**READING TEXT:**

SQL GROUP BY

The SQL GROUP BY clause is used along with the SQL aggregate functions and specifies the groups where selected rows are placed. WHEN one or more aggregate functions are presented in the SQL SELECT column list, the SQL GROUP BY clause calculates a summary value for each group. To grasp this concept we will illustrate the SQL GROUP BY application with example. Consider the already familiar Weather table:

CityAverageTemperatureDate
New York22 C10/10/2005
Seattle21 C10/10/2005
Washington20 C10/10/2005
New York18 C10/09/2005
Seattle20 C10/09/2005
Washington17 C10/09/2005

Our task is to calculate the average temperature for each of the cities in the Weather table. Here is how to accomplish that using the SQL GROUP BY clause:

SELECT City, AVG(AverageTemperature) FROM Weather GROUP BY City

The result of this SQL GROUP BY statement is the following:

CityAverageTemperature
Washington18.5 C
Seattle20.5 C
New York20 C

As you can see in the result data set, we have one row for each city. Each city in our SQL ORDER BY statement, represents one group because the City column is specified in the GROUP BY clause.

**REQUIREMENT 1:** Pull out every line of the entries that contains the string "shaped", treating case as significant.
The entries were not drawn from the same source as the reading text.

**MATERIAL SHOWN:**
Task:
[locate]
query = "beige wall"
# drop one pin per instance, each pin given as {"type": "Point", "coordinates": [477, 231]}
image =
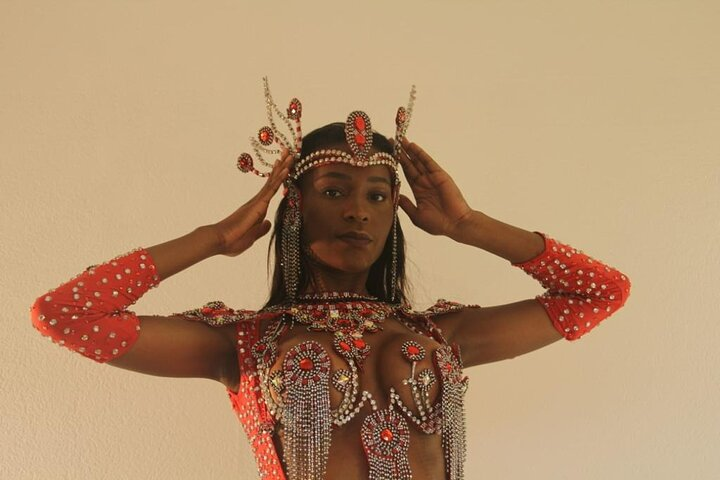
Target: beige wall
{"type": "Point", "coordinates": [596, 122]}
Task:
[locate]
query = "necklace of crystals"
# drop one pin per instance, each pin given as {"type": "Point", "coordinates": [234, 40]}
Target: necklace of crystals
{"type": "Point", "coordinates": [348, 320]}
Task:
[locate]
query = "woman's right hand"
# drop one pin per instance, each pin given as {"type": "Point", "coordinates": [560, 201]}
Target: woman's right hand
{"type": "Point", "coordinates": [238, 232]}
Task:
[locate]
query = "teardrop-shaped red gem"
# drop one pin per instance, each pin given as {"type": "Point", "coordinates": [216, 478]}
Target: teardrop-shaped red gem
{"type": "Point", "coordinates": [306, 364]}
{"type": "Point", "coordinates": [360, 123]}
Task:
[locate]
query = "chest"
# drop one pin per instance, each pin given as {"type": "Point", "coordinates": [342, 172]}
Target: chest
{"type": "Point", "coordinates": [392, 364]}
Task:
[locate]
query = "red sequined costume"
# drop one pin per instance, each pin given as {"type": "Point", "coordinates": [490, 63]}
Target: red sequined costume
{"type": "Point", "coordinates": [89, 314]}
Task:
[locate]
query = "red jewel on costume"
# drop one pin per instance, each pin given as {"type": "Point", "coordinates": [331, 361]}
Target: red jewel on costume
{"type": "Point", "coordinates": [413, 351]}
{"type": "Point", "coordinates": [266, 136]}
{"type": "Point", "coordinates": [294, 111]}
{"type": "Point", "coordinates": [245, 163]}
{"type": "Point", "coordinates": [306, 364]}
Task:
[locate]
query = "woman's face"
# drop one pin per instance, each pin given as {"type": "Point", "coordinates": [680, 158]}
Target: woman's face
{"type": "Point", "coordinates": [347, 214]}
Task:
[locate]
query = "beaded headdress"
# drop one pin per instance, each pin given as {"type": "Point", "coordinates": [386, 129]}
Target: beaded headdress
{"type": "Point", "coordinates": [271, 140]}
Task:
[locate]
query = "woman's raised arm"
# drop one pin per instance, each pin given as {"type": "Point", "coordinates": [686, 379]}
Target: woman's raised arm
{"type": "Point", "coordinates": [89, 313]}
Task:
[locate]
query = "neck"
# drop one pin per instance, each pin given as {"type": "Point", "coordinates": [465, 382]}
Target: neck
{"type": "Point", "coordinates": [323, 280]}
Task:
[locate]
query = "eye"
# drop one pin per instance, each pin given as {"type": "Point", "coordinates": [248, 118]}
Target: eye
{"type": "Point", "coordinates": [332, 192]}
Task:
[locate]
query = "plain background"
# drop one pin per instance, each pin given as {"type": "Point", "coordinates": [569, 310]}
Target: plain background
{"type": "Point", "coordinates": [595, 122]}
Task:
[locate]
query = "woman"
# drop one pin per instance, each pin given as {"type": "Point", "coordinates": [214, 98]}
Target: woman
{"type": "Point", "coordinates": [337, 376]}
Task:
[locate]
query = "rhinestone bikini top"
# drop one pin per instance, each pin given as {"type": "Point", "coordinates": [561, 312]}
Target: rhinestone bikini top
{"type": "Point", "coordinates": [296, 396]}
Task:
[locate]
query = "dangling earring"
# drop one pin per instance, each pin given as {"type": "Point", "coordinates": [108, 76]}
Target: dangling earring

**REQUIREMENT 2:**
Answer these questions using the page on the SQL GROUP BY clause:
(a) What does the GROUP BY clause calculate for each group when aggregate functions appear in the SELECT column list?
(b) Which table does the example use?
(c) Which aggregate function does the example query apply to the AverageTemperature column?

**RIGHT ANSWER 1:**
query = "teardrop-shaped red gem"
Target: teardrop-shaped red gem

**RIGHT ANSWER 2:**
(a) A summary value.
(b) The Weather table.
(c) AVG.